## [Problem requirements]
Reproduce every line of the entries below, requests included, and scale each coordinate in the answers by 1.75, rounding to whole numbers with halves rounded up. Keep the numbers in the requests and their format samples as they are, and leave the pictures out.
━━━
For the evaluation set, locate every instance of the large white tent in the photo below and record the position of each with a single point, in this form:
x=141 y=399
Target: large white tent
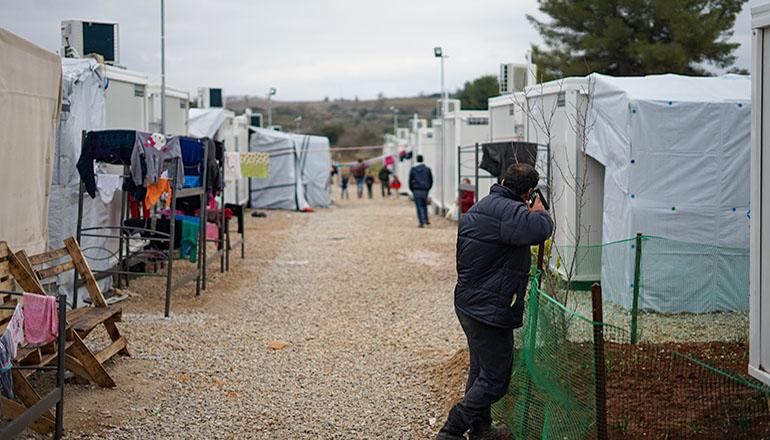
x=299 y=170
x=676 y=153
x=30 y=100
x=315 y=162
━━━
## [Response to this task]
For the evaluation set, locate every instance of the large white tent in the photo below and record the position of each with a single point, in this form:
x=141 y=399
Target: large white tent
x=523 y=298
x=1183 y=268
x=53 y=175
x=551 y=284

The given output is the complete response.